What appears from the first line of the records below through the line containing "Expected: one point per instance of the dark tree" must be reproduced verbatim.

(Region pointing data)
<<<<

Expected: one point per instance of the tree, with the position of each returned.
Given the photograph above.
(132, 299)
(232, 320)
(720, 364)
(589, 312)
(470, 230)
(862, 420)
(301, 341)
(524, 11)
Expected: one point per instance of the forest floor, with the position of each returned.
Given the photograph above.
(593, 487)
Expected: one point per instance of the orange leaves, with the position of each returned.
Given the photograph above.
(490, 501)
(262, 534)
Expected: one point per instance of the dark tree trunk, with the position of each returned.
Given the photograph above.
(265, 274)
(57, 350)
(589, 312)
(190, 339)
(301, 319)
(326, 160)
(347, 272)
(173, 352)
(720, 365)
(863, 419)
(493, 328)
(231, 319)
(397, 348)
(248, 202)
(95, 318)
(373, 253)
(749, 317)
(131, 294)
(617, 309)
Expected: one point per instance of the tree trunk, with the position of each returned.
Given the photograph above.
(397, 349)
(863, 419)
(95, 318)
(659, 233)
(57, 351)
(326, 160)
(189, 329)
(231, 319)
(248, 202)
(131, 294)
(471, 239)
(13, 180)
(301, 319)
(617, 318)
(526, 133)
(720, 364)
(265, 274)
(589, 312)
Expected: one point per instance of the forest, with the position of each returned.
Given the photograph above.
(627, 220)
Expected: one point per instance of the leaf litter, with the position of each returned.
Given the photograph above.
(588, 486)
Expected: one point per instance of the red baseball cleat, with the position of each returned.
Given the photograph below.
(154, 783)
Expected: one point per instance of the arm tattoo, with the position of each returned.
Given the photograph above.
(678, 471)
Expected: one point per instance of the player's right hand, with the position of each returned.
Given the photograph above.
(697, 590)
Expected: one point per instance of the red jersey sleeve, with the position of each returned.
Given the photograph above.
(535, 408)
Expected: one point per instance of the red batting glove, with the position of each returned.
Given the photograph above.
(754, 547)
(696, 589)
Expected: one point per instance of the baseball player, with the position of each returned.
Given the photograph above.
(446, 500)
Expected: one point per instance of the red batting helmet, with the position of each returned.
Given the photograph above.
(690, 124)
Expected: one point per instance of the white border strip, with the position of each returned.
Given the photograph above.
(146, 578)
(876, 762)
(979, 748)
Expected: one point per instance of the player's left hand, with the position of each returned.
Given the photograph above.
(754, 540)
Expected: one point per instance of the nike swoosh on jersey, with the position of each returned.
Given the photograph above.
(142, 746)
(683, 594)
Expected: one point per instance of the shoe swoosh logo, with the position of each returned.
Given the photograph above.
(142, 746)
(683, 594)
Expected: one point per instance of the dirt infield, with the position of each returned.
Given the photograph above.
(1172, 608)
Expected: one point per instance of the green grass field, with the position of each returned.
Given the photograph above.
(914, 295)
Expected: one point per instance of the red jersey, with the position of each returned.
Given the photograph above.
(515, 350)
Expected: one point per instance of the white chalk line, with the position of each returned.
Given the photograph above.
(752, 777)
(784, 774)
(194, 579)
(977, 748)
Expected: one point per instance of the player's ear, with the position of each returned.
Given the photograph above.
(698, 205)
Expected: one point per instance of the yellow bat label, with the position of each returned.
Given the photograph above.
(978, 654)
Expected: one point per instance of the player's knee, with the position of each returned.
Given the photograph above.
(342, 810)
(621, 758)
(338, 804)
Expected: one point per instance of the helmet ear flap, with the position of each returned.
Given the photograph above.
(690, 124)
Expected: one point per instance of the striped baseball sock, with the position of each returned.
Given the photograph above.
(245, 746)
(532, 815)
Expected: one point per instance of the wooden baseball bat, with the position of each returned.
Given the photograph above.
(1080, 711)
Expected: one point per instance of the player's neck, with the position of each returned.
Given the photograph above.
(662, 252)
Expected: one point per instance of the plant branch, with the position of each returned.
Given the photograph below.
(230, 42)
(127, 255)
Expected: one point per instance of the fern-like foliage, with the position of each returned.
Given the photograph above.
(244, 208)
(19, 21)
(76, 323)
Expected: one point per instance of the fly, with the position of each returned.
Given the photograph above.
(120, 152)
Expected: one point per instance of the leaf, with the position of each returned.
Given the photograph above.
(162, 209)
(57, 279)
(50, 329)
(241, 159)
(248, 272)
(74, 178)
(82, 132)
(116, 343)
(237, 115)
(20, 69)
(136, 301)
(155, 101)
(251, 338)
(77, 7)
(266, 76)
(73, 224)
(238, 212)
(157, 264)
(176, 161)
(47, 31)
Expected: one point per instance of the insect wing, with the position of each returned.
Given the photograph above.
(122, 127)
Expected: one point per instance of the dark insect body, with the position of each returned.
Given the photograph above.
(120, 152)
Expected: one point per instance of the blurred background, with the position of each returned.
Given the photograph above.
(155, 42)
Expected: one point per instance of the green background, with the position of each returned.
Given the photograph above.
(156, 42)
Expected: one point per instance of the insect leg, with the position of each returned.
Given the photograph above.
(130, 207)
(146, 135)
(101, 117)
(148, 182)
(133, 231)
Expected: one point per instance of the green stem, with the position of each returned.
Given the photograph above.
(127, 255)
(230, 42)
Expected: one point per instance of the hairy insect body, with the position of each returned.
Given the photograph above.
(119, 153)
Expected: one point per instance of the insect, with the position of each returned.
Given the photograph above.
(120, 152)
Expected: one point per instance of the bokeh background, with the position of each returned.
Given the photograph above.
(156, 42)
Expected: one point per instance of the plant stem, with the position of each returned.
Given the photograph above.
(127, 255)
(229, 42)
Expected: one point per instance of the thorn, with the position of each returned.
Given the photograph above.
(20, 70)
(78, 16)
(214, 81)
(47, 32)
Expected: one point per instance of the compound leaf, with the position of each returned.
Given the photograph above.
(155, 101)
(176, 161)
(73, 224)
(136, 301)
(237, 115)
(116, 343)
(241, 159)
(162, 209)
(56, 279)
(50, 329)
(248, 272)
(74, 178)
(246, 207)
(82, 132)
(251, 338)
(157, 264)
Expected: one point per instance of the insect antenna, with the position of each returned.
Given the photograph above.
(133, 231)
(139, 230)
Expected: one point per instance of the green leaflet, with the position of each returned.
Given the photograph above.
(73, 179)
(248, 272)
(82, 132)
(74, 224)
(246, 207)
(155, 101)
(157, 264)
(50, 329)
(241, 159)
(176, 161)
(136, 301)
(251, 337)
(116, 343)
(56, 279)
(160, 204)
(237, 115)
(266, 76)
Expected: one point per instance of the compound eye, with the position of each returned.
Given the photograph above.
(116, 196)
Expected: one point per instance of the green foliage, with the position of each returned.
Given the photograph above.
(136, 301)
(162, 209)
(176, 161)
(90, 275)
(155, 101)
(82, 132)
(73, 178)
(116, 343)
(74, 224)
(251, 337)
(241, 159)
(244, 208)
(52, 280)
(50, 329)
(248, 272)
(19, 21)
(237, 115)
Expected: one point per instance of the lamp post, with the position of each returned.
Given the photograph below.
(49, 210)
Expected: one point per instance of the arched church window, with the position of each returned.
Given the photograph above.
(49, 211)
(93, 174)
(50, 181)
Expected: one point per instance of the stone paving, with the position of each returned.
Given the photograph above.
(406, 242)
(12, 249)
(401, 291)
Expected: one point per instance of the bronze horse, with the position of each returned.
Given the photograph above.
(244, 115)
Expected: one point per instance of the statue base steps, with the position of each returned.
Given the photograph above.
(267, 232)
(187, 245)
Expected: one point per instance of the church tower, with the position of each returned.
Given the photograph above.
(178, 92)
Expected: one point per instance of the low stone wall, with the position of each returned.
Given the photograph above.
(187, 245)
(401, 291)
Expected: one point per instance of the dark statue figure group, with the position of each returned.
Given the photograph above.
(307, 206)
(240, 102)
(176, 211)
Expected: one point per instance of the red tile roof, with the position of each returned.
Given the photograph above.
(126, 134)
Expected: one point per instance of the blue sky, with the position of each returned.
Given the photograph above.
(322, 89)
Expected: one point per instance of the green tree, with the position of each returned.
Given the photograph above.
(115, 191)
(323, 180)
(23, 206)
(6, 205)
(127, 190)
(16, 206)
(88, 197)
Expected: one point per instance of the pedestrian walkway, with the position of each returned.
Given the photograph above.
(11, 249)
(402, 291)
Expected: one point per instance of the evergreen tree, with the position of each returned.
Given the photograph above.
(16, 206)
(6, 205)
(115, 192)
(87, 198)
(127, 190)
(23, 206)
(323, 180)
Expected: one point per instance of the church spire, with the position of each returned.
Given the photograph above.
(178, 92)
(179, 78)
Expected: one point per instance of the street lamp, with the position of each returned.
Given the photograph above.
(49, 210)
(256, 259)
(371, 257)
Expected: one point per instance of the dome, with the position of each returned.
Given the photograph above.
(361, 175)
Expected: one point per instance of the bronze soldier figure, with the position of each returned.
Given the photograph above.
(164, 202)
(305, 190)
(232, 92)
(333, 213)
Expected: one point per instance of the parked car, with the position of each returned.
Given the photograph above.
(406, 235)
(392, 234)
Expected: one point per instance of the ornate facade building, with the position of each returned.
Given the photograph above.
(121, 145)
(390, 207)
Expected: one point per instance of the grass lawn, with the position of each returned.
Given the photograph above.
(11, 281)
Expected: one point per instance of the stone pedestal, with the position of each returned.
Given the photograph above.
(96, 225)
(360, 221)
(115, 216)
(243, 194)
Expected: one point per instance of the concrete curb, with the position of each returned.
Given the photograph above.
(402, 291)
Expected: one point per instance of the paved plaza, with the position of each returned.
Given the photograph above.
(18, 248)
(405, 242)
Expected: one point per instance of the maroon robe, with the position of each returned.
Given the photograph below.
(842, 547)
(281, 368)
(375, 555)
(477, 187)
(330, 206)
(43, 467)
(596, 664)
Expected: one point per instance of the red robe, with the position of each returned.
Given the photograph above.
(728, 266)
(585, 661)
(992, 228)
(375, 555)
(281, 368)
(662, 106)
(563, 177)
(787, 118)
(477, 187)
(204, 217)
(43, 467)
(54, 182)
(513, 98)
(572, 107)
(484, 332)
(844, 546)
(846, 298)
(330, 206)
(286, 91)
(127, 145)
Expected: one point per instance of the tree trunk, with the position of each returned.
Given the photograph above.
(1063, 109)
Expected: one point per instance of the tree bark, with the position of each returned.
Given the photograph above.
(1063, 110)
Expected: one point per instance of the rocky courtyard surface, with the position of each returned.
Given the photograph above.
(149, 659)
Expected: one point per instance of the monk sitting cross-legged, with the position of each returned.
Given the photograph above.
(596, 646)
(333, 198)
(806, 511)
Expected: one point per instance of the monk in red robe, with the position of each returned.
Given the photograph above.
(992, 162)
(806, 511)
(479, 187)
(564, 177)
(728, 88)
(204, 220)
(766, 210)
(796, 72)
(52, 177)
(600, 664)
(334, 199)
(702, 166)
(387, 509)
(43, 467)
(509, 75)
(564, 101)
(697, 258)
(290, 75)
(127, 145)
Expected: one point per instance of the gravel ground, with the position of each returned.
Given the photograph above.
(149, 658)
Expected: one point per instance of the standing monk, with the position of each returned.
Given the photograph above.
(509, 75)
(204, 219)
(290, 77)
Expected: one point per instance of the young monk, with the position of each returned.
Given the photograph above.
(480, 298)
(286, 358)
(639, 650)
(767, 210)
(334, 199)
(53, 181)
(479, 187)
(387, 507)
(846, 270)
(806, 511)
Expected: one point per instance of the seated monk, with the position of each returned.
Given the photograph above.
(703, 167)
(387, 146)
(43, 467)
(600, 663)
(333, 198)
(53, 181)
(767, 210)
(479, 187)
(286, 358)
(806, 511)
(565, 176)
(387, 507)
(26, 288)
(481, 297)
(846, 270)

>>>>

▶ [Task output]:
Expected: one point per instance of the tree, with the position of each returned.
Given the photograph above.
(132, 299)
(232, 320)
(720, 364)
(589, 312)
(470, 230)
(862, 420)
(301, 341)
(524, 11)
Expected: one point per instance of the forest floor, with the position of each returned.
Given the photograph above.
(593, 487)
Expected: one point per instance of the orange leaves, with the position of each returned.
Given the photograph above.
(490, 501)
(262, 534)
Expected: one point per instance of the dark tree trunk, with the position of each returned.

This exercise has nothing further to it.